Short task: Reproduce the stretch of the material below from the line containing "identify the gravel" through the end, keeping every character unchanged. Leave the pictures out of your answer.

[Source records]
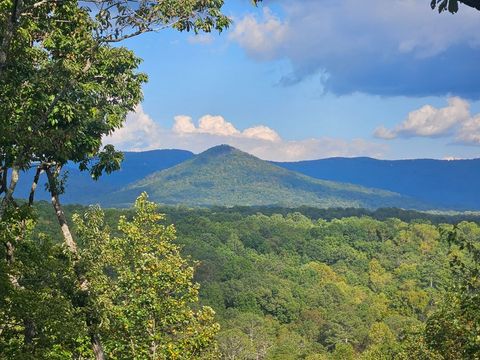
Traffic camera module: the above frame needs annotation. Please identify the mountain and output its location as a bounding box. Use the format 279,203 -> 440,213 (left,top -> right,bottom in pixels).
101,145 -> 422,208
275,157 -> 480,210
16,149 -> 194,204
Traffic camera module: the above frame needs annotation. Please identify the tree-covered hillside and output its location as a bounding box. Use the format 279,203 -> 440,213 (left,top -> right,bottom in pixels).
27,204 -> 480,360
106,145 -> 426,208
276,158 -> 480,210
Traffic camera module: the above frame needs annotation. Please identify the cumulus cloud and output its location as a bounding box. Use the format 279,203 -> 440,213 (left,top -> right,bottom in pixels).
455,115 -> 480,145
104,107 -> 388,161
104,105 -> 162,151
374,97 -> 480,145
230,0 -> 480,98
374,97 -> 470,139
187,33 -> 215,45
229,7 -> 288,60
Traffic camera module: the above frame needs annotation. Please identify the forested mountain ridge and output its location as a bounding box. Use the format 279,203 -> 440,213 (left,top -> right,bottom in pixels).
31,202 -> 480,360
275,157 -> 480,210
102,145 -> 426,208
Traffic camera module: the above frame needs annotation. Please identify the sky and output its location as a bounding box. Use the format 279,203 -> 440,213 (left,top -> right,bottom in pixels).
105,0 -> 480,161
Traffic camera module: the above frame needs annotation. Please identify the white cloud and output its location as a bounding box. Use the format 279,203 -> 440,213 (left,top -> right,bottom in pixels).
172,115 -> 197,134
230,0 -> 480,97
104,106 -> 388,161
188,33 -> 215,45
198,115 -> 240,136
229,7 -> 288,59
374,97 -> 470,139
104,105 -> 162,151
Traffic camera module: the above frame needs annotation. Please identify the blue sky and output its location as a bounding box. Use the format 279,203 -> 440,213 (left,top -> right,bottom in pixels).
108,0 -> 480,160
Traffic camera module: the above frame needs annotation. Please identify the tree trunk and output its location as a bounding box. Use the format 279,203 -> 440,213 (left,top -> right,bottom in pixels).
459,0 -> 480,10
45,165 -> 105,360
0,166 -> 19,219
0,0 -> 23,75
28,166 -> 43,206
45,166 -> 78,259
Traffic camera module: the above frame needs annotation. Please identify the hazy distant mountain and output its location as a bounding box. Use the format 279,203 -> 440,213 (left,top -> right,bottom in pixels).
276,158 -> 480,210
17,150 -> 194,204
102,145 -> 421,208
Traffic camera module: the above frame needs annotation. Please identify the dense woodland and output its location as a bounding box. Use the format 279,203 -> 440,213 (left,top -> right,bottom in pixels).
0,0 -> 480,360
1,202 -> 480,359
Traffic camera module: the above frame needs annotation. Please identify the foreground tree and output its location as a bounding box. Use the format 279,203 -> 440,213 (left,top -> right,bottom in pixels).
430,0 -> 480,14
426,223 -> 480,359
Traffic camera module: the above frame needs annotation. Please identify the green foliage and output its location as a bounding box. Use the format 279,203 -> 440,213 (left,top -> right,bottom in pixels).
7,203 -> 480,360
425,223 -> 480,359
0,195 -> 219,359
75,194 -> 218,359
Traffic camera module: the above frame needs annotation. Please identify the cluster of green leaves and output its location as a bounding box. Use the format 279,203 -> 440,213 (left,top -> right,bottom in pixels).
0,195 -> 219,359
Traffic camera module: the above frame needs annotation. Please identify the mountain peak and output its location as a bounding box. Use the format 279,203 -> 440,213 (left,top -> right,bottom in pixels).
198,144 -> 244,156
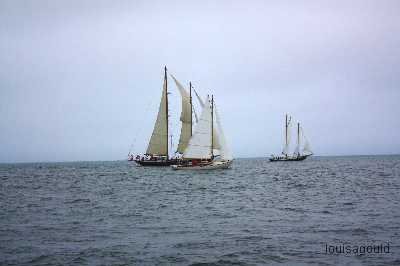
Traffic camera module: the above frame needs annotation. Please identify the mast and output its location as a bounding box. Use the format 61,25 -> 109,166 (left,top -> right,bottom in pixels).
285,114 -> 288,155
164,66 -> 169,160
189,82 -> 193,136
211,95 -> 214,160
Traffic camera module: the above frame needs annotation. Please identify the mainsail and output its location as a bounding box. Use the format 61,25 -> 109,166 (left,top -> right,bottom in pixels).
146,72 -> 168,156
282,115 -> 292,155
171,75 -> 192,153
183,96 -> 211,159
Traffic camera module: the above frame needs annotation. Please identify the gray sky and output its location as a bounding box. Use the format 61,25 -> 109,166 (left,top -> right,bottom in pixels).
0,0 -> 400,162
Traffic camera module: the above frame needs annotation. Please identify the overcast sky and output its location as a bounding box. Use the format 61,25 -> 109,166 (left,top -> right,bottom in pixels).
0,0 -> 400,162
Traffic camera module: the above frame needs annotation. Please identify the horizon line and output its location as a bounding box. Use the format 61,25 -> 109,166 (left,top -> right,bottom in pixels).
0,153 -> 400,164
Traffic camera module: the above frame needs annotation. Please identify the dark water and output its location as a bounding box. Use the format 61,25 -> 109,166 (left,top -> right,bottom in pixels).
0,156 -> 400,265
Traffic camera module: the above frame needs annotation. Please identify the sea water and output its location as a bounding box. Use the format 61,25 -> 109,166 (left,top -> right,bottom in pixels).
0,156 -> 400,265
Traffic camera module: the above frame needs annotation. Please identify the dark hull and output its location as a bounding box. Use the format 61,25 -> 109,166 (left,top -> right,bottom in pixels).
269,155 -> 310,162
135,160 -> 177,166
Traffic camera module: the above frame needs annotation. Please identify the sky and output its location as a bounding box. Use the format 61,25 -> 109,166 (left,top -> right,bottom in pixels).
0,0 -> 400,162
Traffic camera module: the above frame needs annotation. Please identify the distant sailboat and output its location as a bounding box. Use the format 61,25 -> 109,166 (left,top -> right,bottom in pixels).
172,96 -> 233,170
269,115 -> 313,162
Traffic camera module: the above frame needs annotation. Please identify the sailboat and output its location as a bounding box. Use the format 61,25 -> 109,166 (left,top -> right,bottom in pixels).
269,115 -> 313,162
172,96 -> 233,170
128,67 -> 197,166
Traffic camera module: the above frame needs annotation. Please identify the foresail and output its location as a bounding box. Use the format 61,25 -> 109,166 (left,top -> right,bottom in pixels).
214,104 -> 233,160
146,79 -> 168,155
171,75 -> 192,153
183,98 -> 211,159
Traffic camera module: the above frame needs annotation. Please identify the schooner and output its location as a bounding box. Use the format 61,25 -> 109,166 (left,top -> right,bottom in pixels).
172,93 -> 233,170
269,115 -> 313,162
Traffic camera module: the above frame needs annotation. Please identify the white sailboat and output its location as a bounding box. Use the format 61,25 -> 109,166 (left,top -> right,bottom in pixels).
269,115 -> 313,162
172,96 -> 233,170
128,67 -> 193,166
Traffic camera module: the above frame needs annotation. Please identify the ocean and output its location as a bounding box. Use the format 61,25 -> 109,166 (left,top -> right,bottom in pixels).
0,156 -> 400,265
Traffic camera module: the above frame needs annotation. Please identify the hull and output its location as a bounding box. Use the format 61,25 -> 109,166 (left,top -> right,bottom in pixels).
172,161 -> 232,170
269,155 -> 311,162
135,160 -> 177,166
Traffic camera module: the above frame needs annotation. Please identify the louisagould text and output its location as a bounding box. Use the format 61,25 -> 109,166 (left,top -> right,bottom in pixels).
325,243 -> 390,255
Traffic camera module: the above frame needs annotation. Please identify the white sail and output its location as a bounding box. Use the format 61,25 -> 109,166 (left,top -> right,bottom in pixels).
214,104 -> 233,160
171,75 -> 192,153
193,89 -> 221,150
183,97 -> 211,159
282,116 -> 292,155
300,127 -> 313,155
193,89 -> 204,108
146,79 -> 168,155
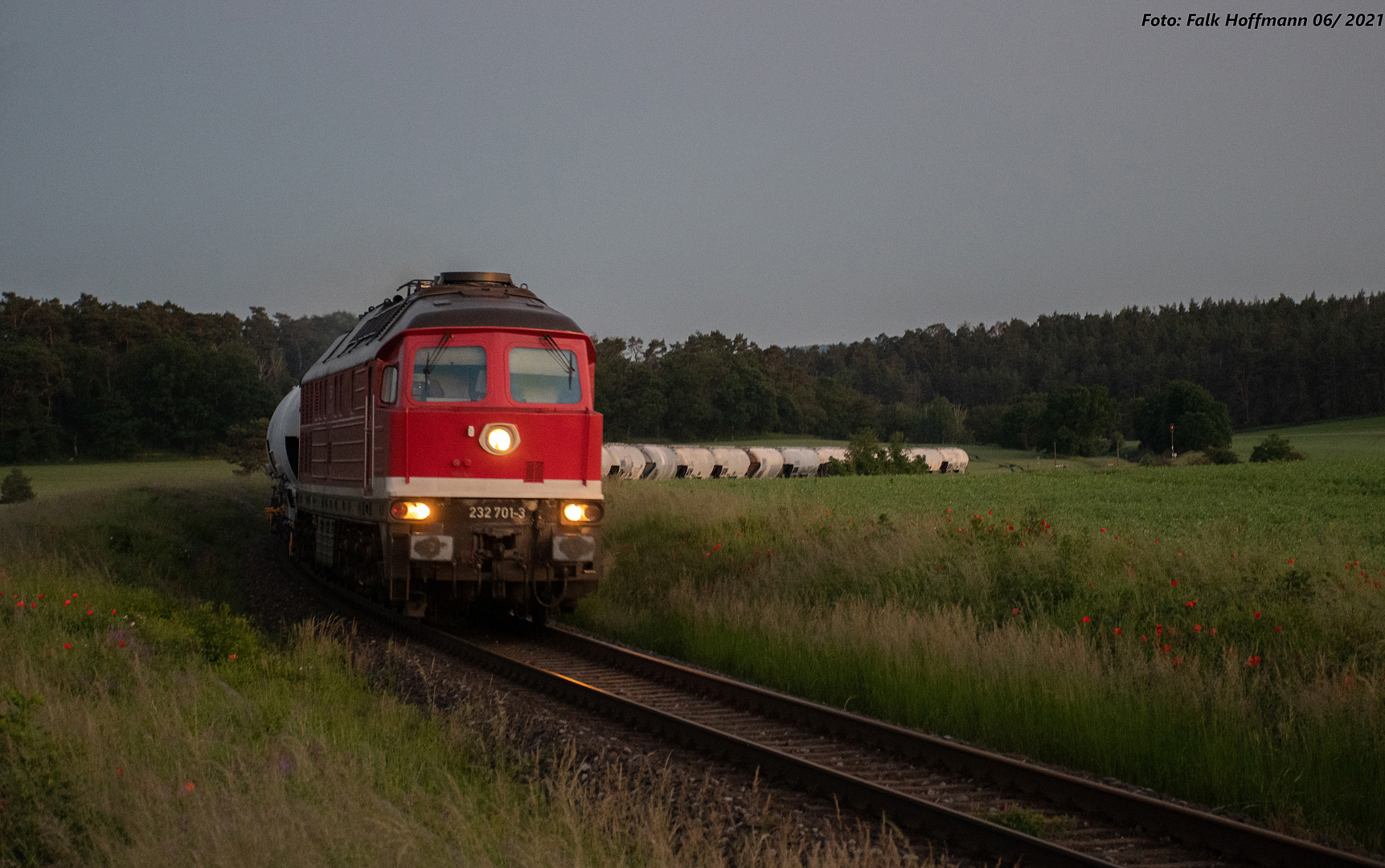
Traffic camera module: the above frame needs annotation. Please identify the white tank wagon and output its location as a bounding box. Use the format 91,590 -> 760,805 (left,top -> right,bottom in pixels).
814,446 -> 847,465
712,446 -> 751,479
780,446 -> 822,479
264,387 -> 303,523
601,443 -> 649,479
638,443 -> 678,481
673,446 -> 716,479
745,446 -> 784,479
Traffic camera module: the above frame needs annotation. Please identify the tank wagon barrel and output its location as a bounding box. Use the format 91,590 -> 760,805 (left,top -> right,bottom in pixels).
603,443 -> 968,481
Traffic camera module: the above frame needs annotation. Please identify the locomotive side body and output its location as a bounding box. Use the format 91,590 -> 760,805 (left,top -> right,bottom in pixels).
272,272 -> 603,619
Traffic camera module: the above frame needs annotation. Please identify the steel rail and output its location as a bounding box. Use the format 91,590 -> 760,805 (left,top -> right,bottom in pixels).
305,567 -> 1121,868
299,565 -> 1385,868
550,627 -> 1385,868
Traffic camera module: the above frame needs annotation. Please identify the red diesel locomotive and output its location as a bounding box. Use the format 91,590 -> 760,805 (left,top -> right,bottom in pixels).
268,272 -> 603,620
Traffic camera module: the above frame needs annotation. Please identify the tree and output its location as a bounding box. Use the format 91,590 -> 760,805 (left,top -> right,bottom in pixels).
0,468 -> 38,504
1251,433 -> 1303,464
1133,379 -> 1231,452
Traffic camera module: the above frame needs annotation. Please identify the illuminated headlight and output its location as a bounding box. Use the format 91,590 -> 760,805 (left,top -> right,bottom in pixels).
389,500 -> 432,522
563,504 -> 601,525
481,422 -> 519,456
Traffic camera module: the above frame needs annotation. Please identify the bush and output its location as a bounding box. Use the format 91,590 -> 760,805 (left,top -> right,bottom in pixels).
1251,433 -> 1303,464
0,468 -> 38,504
1203,446 -> 1241,464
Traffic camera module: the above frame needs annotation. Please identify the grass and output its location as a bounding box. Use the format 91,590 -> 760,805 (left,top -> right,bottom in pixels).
0,458 -> 234,498
0,481 -> 924,868
576,432 -> 1385,850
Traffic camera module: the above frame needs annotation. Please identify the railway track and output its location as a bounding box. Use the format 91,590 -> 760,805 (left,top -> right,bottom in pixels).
303,567 -> 1385,868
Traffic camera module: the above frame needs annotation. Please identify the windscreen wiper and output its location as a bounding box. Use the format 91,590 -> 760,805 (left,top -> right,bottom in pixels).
543,335 -> 577,389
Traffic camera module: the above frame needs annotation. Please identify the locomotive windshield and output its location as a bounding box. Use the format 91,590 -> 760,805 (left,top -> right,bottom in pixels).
412,344 -> 486,402
510,346 -> 582,404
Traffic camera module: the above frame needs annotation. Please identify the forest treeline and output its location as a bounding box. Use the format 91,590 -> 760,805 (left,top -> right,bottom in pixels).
0,293 -> 1385,462
597,292 -> 1385,454
0,292 -> 356,462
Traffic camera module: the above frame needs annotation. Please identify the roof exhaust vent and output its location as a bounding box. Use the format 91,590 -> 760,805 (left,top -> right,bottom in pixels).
437,272 -> 514,287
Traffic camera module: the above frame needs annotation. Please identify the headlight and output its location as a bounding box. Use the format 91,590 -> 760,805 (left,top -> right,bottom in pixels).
563,504 -> 601,525
481,422 -> 519,456
389,500 -> 432,522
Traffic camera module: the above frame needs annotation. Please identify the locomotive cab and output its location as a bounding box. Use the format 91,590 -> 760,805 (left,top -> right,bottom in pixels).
275,272 -> 604,620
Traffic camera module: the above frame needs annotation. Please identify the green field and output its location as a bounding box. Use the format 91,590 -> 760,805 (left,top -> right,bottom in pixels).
576,420 -> 1385,849
0,489 -> 875,868
0,458 -> 236,497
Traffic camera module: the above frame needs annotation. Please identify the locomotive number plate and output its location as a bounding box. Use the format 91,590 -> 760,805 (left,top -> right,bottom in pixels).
467,504 -> 529,522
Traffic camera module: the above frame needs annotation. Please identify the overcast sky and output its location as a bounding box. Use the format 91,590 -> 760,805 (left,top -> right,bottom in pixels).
0,0 -> 1385,345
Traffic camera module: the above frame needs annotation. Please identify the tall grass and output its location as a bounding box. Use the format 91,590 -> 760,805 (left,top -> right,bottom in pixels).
0,486 -> 924,866
577,461 -> 1385,849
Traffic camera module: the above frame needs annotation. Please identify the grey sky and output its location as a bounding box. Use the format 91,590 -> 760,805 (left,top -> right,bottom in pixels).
0,0 -> 1385,343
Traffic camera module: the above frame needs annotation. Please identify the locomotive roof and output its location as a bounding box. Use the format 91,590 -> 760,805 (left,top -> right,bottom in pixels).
302,272 -> 582,382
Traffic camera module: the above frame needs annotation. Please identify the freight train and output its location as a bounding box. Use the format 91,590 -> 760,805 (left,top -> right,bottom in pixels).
268,272 -> 604,621
601,443 -> 968,479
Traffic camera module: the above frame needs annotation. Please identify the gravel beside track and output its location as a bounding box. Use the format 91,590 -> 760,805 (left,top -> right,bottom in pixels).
240,523 -> 1385,868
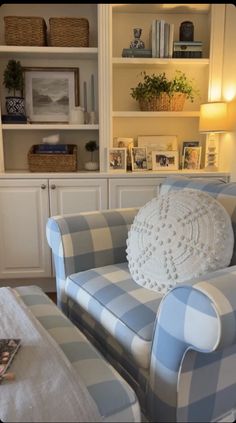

The output:
Traffic camera module: the above frame needs annotation. Please identify the gravel beside track and output its location as a bounding box. Use the format 91,590 -> 760,805 (left,top -> right,bottom in pixels).
240,523 -> 1385,868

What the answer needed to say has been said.